------ Input data ------

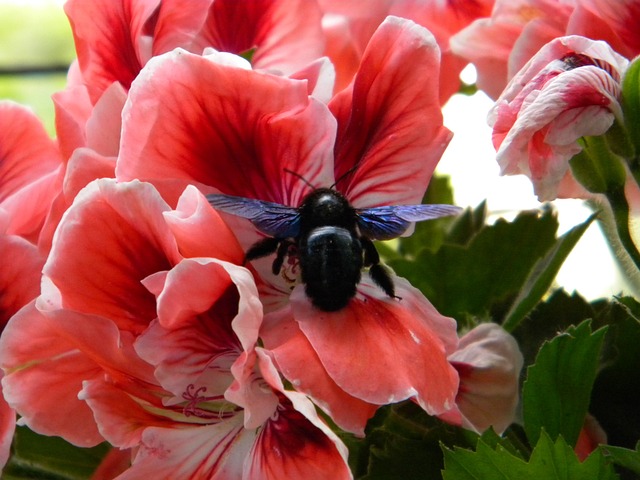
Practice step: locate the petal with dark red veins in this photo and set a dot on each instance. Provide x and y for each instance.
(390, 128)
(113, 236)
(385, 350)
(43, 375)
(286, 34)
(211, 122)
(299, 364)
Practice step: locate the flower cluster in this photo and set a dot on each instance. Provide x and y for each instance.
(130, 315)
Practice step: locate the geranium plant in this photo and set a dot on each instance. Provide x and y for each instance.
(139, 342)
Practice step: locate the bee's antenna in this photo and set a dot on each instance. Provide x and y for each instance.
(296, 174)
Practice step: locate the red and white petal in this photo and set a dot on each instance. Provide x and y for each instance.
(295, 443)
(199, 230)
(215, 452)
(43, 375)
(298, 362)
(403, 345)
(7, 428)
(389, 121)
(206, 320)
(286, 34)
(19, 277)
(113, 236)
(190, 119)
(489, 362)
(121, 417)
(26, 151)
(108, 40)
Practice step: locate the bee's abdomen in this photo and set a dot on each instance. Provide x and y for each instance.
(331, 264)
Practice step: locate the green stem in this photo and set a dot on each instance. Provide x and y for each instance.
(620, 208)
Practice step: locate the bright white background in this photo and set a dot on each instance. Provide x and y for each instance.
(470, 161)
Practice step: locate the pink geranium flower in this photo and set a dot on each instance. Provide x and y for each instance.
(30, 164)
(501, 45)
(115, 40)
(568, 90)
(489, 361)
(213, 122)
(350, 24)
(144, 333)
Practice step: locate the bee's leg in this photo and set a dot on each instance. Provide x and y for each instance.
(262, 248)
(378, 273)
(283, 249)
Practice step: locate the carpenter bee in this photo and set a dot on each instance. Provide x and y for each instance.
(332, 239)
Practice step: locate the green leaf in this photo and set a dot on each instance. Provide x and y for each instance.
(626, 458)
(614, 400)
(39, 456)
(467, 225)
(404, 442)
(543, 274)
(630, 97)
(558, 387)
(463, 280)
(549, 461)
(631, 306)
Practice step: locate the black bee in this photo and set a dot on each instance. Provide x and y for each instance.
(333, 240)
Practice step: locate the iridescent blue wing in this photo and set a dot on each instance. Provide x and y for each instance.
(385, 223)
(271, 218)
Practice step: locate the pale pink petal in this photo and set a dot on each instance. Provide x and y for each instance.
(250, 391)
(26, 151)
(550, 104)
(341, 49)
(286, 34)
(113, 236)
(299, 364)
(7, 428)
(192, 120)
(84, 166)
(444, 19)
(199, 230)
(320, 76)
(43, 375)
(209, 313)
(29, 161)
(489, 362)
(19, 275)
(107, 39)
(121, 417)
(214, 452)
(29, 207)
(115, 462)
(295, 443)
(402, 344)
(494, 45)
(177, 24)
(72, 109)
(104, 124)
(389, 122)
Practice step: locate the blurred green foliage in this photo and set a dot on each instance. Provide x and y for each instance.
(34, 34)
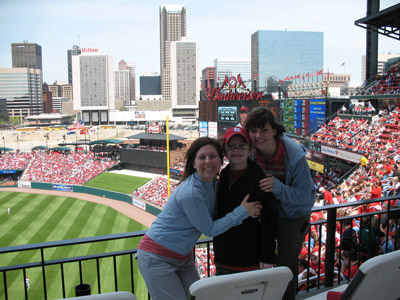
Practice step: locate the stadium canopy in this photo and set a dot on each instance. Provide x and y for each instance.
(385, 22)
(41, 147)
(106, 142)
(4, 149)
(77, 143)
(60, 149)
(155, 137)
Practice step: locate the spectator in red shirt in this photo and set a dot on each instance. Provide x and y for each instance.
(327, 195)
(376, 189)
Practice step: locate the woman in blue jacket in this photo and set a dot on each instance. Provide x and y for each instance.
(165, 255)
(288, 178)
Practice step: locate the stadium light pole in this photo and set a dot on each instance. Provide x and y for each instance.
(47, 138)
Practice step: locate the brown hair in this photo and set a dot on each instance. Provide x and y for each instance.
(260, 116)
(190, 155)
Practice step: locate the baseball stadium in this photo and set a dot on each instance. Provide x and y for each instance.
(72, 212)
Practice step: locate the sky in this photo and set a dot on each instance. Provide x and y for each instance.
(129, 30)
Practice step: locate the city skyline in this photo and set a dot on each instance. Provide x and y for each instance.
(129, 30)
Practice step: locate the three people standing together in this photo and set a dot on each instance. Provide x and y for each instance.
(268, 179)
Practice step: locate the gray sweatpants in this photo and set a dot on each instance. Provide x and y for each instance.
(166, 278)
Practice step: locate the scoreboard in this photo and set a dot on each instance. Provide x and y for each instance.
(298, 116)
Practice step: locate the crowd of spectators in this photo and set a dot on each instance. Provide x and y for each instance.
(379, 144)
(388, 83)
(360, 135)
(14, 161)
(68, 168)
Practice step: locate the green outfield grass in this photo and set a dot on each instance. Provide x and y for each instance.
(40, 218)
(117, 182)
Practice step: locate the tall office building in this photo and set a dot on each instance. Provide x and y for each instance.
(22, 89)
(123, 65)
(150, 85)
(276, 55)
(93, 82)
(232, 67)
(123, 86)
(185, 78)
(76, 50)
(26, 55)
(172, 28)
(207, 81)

------

**What the exercise asks**
Output all of the entries verbatim, leaving out any images.

**Task answer**
Practice step: locate the petal with dark red veins in this photo and set a dot on each instance. Provide x and y for each instance.
(390, 128)
(113, 236)
(385, 350)
(43, 375)
(286, 34)
(211, 122)
(299, 364)
Practice step: locate the flower cluster in this photo and set a dot on each instance. Provide x and y for each instance.
(130, 315)
Practice step: locate the geranium plant in this photo and set a dot on each instance. Provide x and y for each instance.
(139, 342)
Practice step: locate the bee's antenna in this photo and set a dot on each instance. Provide x and y for each instance.
(296, 174)
Practice step: locate the red and white petal in this photo and set a dot on each instance. Provide x and y for each instance.
(295, 443)
(199, 230)
(215, 452)
(43, 375)
(298, 362)
(403, 345)
(7, 428)
(389, 121)
(206, 320)
(286, 34)
(19, 277)
(113, 236)
(190, 119)
(489, 362)
(121, 417)
(26, 151)
(108, 40)
Practice step: locate the bee's abdomen in this photo and set a dot on each instance. Provide x and y for each instance.
(331, 264)
Practice step: locate the green stem in this photo and set a dot on each instance. Provide x and y for each instance.
(620, 208)
Practice step: locate the bright white background in this photo and set a dot on each instance. Provide x and y for each instance.
(470, 161)
Practice step: locate the pink geranium flower in this photo and set a dot on each instance. Provide x and y for each instance.
(30, 164)
(501, 45)
(115, 40)
(568, 90)
(489, 361)
(213, 122)
(350, 24)
(144, 333)
Practice step: locate the bee's leg in this photo and set a dot on each instance. Provide x and y for each instance.
(262, 248)
(378, 273)
(283, 249)
Practice step: locate the carpenter bee in this photo and set a dot on each instance. Provide x and y for each instance.
(332, 239)
Practice step: locate the green leaf in this photo and set a dot on each instance. Provide x and y for each instance.
(626, 458)
(614, 400)
(39, 456)
(467, 225)
(404, 442)
(543, 274)
(630, 97)
(558, 387)
(463, 280)
(549, 461)
(631, 306)
Practice step: locate the black bee in this photo and set a dot on each instance. Provide x and y for each instance.
(333, 240)
Practice step: locate the iridescent blue wing in this photo and set a dot on each instance. Provide x and y for each instance.
(385, 223)
(271, 218)
Practice step: locate the pale pink petal in this photo and set a dot on each instance. Provide x and y for each instance.
(250, 391)
(26, 151)
(550, 104)
(341, 49)
(286, 34)
(113, 236)
(299, 364)
(7, 428)
(192, 120)
(84, 166)
(444, 19)
(199, 230)
(320, 76)
(43, 375)
(209, 313)
(29, 161)
(489, 362)
(19, 275)
(107, 39)
(121, 417)
(214, 452)
(29, 207)
(115, 462)
(295, 443)
(402, 344)
(494, 45)
(177, 24)
(72, 109)
(104, 124)
(389, 122)
Practice step: locate the blurred green foliage in this photo and set a dot on each instance. Provide x and y for each instance.
(34, 34)
Practice step: locate the stadium canopy in this photo and set a dot on each instance. Provide x and y for each instance.
(385, 22)
(41, 147)
(106, 142)
(4, 149)
(77, 143)
(60, 149)
(155, 137)
Practice step: locate the spectator in red shirt in this photo and set a dot on each instance. Provide x and y for each instance.
(327, 195)
(376, 189)
Practice step: locate the woman in blue jacket in this photo and set a dot on each instance. Provide x and y for each instance.
(165, 255)
(288, 178)
Practice step: locate the stadium light pole in this photo and set a dot on each instance. Provide x and y for each instance.
(47, 138)
Practice step: locate the brown hair in this photo and set a dot on each instance. Provide x and y for each instance.
(260, 116)
(190, 155)
Practice step: locate the baseball stadium in this photo and set a dot on each instance. Provide x and y for each instance.
(72, 212)
Practice step: locate the sky in this photo and set a dot on each instance. Provide x and y for each instance.
(129, 30)
Practice step: locate the city skyline in this photo and set a dot on each instance. Provide x and y for each instance.
(129, 30)
Practice step: locate the three people standing together in this photo and set a dot on each instance. Provide x and y for each instance.
(268, 179)
Practice step: locate the gray sweatpants in this photo and set a dot on each instance. Provide x and y for each instance.
(166, 278)
Practice step: locate the scoreboard in this photo and set a dot on each instance. Provide x and y for each instance.
(298, 116)
Practice step: locate the crowd of spectators in this photo and set a dot on each instance. Provide x and y for each instance.
(379, 144)
(388, 83)
(360, 135)
(14, 161)
(68, 168)
Practice step: locate the green outfield grass in this photo and set a dot on each instance. Provide x and y for each instance.
(40, 218)
(117, 182)
Practice step: locate the tall office building in this photo and set a dot on each instance. Provide x and y for each instance.
(22, 89)
(123, 65)
(150, 85)
(276, 55)
(93, 82)
(232, 67)
(123, 86)
(185, 78)
(76, 50)
(26, 55)
(172, 28)
(207, 81)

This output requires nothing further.